**TEXTO**

No Brasil, a Lei de Cotas (nº 12.711) foi aprovada em agosto de 2012, como política pública de ação afirmativa na educação superior. Ela foi resultado de uma década de debates, que tiveram início com a participação do país na III Conferência contra Xenofobia e Discriminação, em Durban, na África do Sul, em 2001.
“A delegação brasileira, nessa Conferência, liderada pela Secretaria de Direitos Humanos do Ministério da Justiça, com uma grande representação dos movimentos sociais, principalmente negros e negras, quando volta para o Brasil, assume oficialmente o racismo e, como assinou a declaração de Durban, começou a trabalhar sobre as questões de cota”, explica o professor titular aposentado do departamento de antropologia da Faculdade de Filosofia, Letras e Ciências Humanas, da Universidade de São Paulo (FFLCH-USP), Kabengele Munanga.

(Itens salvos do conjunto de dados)
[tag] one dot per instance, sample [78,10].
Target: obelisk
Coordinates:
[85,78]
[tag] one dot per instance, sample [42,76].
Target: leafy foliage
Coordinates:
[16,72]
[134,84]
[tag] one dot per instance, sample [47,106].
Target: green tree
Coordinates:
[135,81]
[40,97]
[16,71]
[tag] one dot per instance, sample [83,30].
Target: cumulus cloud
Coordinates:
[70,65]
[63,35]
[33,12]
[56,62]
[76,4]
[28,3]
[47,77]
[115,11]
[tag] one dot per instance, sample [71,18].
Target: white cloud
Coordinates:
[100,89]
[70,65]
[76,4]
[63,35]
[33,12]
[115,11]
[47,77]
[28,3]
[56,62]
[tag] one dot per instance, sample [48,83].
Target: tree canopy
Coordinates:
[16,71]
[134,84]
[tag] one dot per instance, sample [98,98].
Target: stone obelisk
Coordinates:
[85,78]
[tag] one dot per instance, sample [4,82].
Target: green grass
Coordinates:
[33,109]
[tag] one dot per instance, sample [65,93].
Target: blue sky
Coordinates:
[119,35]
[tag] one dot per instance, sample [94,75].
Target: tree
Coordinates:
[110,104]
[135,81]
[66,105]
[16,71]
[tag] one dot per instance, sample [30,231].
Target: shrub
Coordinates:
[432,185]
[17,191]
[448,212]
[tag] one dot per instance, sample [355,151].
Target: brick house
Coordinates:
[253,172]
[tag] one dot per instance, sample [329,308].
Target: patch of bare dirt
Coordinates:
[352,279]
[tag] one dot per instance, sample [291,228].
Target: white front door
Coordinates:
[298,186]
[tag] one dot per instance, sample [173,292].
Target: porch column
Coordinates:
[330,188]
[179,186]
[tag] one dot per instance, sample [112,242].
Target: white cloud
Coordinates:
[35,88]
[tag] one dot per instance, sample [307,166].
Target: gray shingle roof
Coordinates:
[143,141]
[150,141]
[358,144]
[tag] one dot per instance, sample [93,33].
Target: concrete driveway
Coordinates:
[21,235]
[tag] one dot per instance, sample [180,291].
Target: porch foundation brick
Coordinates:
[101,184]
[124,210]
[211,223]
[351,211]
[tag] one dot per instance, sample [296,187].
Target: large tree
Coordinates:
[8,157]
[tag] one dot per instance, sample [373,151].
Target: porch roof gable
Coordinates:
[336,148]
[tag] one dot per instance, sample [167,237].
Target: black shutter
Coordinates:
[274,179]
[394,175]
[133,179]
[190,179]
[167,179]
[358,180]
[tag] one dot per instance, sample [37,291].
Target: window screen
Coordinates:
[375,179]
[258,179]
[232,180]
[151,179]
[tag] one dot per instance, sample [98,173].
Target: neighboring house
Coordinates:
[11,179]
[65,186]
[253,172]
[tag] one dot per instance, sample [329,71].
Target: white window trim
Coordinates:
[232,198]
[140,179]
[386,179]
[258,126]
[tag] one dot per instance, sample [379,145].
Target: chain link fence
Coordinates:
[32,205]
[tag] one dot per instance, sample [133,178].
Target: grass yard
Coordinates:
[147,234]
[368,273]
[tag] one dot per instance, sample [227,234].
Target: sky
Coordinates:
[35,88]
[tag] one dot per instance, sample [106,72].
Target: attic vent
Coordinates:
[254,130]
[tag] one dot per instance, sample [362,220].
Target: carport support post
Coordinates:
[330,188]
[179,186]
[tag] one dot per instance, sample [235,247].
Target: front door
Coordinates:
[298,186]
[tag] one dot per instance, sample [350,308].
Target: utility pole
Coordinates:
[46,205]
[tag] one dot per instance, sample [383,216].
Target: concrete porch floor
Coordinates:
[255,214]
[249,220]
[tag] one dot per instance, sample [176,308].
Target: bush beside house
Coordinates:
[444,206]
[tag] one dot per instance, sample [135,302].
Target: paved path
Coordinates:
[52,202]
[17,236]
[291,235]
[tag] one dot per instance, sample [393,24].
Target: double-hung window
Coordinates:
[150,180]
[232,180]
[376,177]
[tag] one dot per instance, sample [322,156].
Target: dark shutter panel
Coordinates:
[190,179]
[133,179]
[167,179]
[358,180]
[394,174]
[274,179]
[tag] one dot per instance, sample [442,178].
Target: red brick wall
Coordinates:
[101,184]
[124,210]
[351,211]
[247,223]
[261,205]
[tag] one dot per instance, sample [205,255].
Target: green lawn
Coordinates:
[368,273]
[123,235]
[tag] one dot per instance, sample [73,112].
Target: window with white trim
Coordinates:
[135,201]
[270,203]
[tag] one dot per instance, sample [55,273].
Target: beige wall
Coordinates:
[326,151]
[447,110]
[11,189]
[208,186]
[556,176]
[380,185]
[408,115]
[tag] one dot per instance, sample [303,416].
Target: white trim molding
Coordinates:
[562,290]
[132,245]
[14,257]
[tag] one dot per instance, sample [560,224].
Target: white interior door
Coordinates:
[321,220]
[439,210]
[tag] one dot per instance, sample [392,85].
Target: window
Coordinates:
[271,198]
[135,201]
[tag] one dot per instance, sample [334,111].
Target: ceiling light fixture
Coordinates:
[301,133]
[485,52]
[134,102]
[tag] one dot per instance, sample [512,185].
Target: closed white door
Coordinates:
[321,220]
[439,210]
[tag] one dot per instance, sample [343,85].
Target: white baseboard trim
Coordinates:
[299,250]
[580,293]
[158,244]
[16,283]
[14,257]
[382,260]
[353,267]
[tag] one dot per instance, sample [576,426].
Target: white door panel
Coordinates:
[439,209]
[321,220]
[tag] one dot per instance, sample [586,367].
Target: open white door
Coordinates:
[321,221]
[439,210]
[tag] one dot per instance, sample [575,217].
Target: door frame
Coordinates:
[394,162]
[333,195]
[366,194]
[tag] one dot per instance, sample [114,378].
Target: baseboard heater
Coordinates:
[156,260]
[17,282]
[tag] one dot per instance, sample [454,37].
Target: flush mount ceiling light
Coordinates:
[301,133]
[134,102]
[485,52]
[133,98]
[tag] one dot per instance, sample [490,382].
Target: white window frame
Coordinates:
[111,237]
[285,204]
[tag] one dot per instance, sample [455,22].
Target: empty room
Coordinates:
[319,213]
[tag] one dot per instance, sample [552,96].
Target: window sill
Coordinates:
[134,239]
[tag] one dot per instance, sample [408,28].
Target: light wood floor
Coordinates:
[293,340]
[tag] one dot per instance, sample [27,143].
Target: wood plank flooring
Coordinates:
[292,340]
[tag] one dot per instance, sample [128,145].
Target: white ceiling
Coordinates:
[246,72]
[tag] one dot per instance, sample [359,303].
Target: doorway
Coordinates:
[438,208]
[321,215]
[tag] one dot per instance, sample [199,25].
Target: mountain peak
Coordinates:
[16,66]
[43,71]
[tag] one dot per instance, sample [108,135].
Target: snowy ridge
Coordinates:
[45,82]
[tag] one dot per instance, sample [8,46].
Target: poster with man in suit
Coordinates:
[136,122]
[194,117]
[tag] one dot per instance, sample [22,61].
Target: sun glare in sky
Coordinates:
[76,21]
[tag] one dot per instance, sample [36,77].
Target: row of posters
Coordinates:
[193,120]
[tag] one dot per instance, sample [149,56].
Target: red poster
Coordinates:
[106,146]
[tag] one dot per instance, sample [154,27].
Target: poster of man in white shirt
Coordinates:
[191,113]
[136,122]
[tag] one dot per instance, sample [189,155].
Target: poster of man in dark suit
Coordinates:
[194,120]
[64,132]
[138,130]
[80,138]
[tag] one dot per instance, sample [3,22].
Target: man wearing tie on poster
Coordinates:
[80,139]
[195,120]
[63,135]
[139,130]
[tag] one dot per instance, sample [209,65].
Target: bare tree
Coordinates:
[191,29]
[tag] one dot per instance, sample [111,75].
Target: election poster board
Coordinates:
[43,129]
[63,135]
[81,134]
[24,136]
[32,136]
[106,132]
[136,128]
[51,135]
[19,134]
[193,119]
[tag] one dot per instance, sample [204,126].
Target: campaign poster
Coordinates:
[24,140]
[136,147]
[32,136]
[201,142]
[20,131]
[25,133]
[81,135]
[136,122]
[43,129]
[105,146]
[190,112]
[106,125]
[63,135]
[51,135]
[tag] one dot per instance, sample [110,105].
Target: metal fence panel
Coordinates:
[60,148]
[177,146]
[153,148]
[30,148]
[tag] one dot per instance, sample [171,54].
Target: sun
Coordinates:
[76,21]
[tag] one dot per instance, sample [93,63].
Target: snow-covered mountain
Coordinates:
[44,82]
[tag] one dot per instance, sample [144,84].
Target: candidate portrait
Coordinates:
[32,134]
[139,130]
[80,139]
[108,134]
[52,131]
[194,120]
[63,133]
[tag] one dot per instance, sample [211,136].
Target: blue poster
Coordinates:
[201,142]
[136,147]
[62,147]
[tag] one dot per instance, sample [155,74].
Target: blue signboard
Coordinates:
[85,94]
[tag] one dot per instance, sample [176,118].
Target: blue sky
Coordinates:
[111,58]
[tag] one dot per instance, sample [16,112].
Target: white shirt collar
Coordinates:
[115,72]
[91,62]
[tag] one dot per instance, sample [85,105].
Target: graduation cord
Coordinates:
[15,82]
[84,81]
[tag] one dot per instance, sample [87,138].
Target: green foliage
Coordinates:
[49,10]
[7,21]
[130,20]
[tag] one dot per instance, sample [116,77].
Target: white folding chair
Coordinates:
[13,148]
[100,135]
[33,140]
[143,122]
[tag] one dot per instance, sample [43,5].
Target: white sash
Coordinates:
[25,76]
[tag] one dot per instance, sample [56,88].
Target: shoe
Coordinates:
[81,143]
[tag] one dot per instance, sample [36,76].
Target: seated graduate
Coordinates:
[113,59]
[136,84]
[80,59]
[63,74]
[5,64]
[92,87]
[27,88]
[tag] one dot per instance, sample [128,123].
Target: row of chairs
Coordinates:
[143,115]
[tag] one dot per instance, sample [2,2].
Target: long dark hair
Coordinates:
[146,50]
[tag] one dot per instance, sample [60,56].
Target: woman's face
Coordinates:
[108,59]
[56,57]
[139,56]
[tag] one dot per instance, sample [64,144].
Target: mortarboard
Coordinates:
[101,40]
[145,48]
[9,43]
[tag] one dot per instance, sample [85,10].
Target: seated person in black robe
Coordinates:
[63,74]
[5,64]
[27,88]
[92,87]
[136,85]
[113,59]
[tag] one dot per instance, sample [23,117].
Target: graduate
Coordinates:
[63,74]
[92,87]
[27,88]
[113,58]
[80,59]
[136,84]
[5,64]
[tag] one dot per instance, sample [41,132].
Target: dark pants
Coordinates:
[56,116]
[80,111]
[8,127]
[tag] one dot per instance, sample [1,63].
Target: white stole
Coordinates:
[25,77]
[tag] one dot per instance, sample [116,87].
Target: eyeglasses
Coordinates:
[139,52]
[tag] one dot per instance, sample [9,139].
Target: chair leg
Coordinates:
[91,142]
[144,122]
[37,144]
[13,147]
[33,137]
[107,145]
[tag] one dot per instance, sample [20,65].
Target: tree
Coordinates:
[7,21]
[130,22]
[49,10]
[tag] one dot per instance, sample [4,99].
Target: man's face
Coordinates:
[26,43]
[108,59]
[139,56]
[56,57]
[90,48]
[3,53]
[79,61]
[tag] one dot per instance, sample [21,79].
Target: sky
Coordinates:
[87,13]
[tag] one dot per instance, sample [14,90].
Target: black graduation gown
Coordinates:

**O QUE FAZER**
No texto sobre a Lei de Cotas, troque "Conferência" por "Cúpula" e escreva de novo tudo o que vai de "No Brasil, a" até "(FFLCH-USP), Kabengele Munanga.".

**RESULTADO**
No Brasil, a Lei de Cotas (nº 12.711) foi aprovada em agosto de 2012, como política pública de ação afirmativa na educação superior. Ela foi resultado de uma década de debates, que tiveram início com a participação do país na III Cúpula contra Xenofobia e Discriminação, em Durban, na África do Sul, em 2001.
“A delegação brasileira, nessa Cúpula, liderada pela Secretaria de Direitos Humanos do Ministério da Justiça, com uma grande representação dos movimentos sociais, principalmente negros e negras, quando volta para o Brasil, assume oficialmente o racismo e, como assinou a declaração de Durban, começou a trabalhar sobre as questões de cota”, explica o professor titular aposentado do departamento de antropologia da Faculdade de Filosofia, Letras e Ciências Humanas, da Universidade de São Paulo (FFLCH-USP), Kabengele Munanga.